*** Source excerpt

Constituency details
- Country: India
- Region: East India
- State: Bihar
- District: Darbhanga
- Lok Sabha constituency: Darbhanga
- Established: 2008
- Total electors: 285,708
- Reservation: None

Member of Legislative Assembly
- 18th Bihar Legislative Assembly
- Incumbent Maithili Thakur
- Party: BJP
- Alliance: NDA
- Elected year: 2025
- Preceded by: Mishri Lal Yadav

= Alinagar Assembly constituency =

Alinagar is an assembly constituency in Darbhanga district in the Indian state of Bihar.

==Overview==
As per Delimitation of Parliamentary and Assembly constituencies Order, 2008, No. 81 Alinagar Assembly constituency is composed of the following: Alinagar, Tardih, Motipur Panchayat "Earlier Antour Panchayat (Antour, Motipur, Andauli) and Ghanshyampur community development blocks. Alinagar assembly is dominated by Brahmin, Yadav and Muslim voters. They play vital role in elections.

Alinagar Assembly constituency is part of No. 14 Darbhanga (Lok Sabha constituency).

==History of Alinagar block==
Earlier Alinagar was under Benipur block, since administrative block was far from public reach and due to limited availability of transportation for the people of the village in Alinagar, it was difficult for the public to access the administrative block easily. Then there was a formation of Alinagar block which is under Benipur division. Then have crafted new panchayat and dissolved some of the old panchayat and village under new block.

New panchayat and village are - Alinagar, Tardih, Motipur Panchayat "Earlier Antour Panchayat (Antour, Motipur, Andauli) and Ghanshyampur

While forming Alinagar block, they have dissolved Antour panchayat which was having [Antour], Motipur, Balha and Nandapati village in it. Now Antour is part of Motipur panchayat which is new and came into force after dissolving Antour panchayat. Balha and Nandapati is part of Benipur division.

After formation of new block Alinagar, it becomes difficult for people in the village Antour to access the Administrative block in Alinagar since it is in the neighbourhood of Benipur division. And the nearest railway station is Benipur which is .3 km from Antour village and administrative blocks of Benipur are 2 km from village Antour and new administrative block for Antour which is Alinagar is 10 km from village Antour in the opposite direction of the main market which is in Benipur.

******

#### Stated exercise 1:
Show every line of the listing that contains the word "kitchen".

*** Given records

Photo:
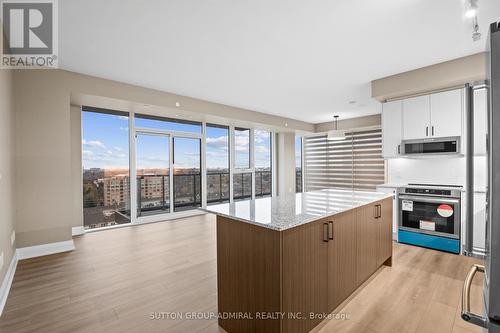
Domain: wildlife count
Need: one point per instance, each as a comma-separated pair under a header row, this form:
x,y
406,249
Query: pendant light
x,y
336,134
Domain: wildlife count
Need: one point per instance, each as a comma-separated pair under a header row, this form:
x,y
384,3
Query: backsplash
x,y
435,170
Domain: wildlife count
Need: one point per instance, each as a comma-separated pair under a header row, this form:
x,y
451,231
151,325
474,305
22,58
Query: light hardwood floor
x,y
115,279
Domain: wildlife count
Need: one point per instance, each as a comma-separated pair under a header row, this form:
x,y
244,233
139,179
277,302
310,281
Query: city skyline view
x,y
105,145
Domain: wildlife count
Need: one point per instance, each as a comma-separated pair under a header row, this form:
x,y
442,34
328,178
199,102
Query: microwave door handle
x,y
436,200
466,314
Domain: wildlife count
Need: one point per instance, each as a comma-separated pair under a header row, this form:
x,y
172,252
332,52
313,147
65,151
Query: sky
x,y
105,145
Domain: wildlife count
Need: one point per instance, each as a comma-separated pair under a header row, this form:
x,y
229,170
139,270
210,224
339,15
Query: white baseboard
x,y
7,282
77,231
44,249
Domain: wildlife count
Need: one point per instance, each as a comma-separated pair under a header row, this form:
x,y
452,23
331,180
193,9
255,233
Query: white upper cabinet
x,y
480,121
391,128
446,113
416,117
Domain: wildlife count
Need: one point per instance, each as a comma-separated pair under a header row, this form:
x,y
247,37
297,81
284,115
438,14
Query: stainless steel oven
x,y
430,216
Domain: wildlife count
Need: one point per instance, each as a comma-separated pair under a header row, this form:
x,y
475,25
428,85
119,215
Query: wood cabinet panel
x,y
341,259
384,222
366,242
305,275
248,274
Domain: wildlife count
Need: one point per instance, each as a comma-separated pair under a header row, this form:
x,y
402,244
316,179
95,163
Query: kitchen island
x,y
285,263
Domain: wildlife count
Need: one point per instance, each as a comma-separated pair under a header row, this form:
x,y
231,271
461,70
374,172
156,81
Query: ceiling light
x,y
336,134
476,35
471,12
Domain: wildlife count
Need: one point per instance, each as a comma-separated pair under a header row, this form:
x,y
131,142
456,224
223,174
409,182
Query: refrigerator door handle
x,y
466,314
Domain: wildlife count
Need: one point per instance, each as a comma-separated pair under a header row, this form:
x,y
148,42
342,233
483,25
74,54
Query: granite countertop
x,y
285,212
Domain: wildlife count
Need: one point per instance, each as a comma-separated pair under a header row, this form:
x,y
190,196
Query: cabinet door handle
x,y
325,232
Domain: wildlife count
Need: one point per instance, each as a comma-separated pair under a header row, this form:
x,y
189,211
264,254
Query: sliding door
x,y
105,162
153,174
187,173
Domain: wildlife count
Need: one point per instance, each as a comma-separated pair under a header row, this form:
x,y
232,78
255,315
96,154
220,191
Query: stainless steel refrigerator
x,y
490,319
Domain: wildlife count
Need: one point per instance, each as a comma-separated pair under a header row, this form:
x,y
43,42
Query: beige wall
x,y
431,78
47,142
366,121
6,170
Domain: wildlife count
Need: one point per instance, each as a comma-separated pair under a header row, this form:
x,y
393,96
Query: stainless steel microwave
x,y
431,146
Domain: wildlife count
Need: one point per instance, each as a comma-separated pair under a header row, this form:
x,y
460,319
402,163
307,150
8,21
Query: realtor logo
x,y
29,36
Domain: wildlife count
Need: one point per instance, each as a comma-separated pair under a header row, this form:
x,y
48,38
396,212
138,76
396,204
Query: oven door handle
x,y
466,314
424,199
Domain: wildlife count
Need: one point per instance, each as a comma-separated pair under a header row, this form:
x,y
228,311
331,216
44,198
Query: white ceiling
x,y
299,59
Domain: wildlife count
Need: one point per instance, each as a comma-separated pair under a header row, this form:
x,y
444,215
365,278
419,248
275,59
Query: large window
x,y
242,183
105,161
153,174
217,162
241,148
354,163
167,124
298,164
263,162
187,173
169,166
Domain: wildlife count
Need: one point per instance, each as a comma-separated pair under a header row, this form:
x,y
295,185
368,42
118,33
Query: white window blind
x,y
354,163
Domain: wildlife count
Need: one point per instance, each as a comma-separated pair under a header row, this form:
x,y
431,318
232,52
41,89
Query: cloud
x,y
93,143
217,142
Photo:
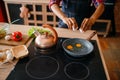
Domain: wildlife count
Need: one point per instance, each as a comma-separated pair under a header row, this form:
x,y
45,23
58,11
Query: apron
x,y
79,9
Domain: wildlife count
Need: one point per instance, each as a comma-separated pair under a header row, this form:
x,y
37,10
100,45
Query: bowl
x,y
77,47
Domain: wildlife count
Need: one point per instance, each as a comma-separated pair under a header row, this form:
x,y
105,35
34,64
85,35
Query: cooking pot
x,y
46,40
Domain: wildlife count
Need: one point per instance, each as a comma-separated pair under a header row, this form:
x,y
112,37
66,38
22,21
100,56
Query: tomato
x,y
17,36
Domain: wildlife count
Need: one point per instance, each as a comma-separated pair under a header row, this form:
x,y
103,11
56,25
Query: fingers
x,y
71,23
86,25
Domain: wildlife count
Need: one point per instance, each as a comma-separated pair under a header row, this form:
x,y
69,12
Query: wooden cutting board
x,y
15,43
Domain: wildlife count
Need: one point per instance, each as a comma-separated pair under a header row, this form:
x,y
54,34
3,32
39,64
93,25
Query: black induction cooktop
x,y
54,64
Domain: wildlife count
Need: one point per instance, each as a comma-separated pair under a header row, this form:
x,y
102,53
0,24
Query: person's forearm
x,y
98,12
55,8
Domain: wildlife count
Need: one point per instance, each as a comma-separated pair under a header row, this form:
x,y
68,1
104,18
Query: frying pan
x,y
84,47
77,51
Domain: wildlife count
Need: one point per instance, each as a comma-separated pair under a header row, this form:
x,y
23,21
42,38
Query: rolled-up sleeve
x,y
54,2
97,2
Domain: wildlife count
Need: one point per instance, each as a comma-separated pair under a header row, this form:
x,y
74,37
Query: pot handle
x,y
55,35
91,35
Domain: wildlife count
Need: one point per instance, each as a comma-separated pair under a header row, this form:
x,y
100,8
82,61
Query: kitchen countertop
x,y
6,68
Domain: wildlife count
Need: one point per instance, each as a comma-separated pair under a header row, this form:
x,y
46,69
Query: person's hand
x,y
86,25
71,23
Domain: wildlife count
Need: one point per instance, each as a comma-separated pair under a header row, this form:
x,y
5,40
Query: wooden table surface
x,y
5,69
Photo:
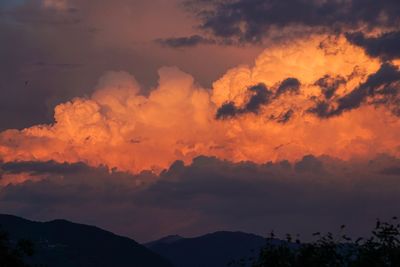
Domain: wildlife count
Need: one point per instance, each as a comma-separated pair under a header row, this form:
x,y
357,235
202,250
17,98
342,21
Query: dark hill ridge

******

#### Stated exercise 2:
According to the article on the Alinagar Assembly constituency, which villages did Antour panchayat contain before it was dissolved?

#### Exercise answer 1:
Query: kitchen island
Query: kitchen countertop

#### Exercise answer 2:
Antour, Motipur, Balha and Nandapati.